__Exercise description__: Output, word for word, every line from the line with "[locate] neon yellow" through the final line of the data below.

__The records__:

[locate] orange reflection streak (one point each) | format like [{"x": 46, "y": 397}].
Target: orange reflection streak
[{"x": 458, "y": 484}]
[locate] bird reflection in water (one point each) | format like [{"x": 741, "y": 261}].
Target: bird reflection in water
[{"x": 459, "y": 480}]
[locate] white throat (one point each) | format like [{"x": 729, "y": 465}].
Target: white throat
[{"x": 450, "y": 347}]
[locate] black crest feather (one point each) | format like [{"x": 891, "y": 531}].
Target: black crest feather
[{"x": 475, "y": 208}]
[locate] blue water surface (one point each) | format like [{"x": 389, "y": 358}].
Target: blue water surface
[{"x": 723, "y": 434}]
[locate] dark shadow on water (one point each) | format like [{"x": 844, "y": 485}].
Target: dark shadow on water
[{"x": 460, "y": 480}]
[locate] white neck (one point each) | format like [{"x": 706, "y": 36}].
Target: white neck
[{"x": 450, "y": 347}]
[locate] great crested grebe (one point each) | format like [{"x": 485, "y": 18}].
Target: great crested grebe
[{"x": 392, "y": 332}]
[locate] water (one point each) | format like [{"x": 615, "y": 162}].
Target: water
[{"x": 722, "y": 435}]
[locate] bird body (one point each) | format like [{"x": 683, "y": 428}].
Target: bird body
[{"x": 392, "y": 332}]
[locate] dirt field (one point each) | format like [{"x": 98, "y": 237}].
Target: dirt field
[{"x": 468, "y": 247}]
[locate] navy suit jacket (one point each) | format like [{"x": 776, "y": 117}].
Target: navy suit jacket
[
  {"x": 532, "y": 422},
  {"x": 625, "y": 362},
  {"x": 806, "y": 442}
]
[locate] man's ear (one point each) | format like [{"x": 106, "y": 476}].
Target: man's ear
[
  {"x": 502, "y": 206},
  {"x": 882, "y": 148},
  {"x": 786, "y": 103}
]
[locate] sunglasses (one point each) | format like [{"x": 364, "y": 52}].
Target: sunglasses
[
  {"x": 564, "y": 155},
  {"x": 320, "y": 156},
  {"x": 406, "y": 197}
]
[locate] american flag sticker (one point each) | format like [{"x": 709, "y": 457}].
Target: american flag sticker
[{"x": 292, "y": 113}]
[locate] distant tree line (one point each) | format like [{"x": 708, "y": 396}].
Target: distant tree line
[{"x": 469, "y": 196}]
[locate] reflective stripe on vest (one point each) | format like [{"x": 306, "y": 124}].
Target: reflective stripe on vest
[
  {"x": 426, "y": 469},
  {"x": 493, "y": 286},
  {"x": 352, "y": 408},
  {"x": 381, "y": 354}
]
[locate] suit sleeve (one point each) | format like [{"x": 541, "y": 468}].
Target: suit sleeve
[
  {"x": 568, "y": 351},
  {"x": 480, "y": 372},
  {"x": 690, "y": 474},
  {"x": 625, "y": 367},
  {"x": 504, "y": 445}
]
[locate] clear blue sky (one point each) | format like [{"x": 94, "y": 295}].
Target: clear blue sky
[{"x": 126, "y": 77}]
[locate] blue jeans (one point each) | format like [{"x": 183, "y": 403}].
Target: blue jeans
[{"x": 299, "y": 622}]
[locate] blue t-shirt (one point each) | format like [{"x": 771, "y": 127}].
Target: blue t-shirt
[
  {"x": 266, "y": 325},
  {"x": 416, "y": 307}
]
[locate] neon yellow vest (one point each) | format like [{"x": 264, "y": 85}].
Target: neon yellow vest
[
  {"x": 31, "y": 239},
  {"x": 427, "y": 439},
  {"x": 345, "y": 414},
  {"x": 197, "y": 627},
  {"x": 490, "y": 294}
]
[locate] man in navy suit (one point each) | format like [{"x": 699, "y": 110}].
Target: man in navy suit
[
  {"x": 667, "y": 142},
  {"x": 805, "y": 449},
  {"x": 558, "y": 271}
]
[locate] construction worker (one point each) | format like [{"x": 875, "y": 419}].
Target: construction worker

__Output__:
[locate] neon yellow vest (one point each) | format like [{"x": 264, "y": 85}].
Target: neon yellow vest
[
  {"x": 31, "y": 239},
  {"x": 427, "y": 439},
  {"x": 345, "y": 414},
  {"x": 197, "y": 627},
  {"x": 490, "y": 294}
]
[locate] man in navy suit (one point each) | format like [{"x": 699, "y": 110}].
Target: man in navy suit
[
  {"x": 667, "y": 142},
  {"x": 805, "y": 449},
  {"x": 558, "y": 271}
]
[locate] construction worker (one point each) | format like [{"x": 875, "y": 419}].
Target: construction worker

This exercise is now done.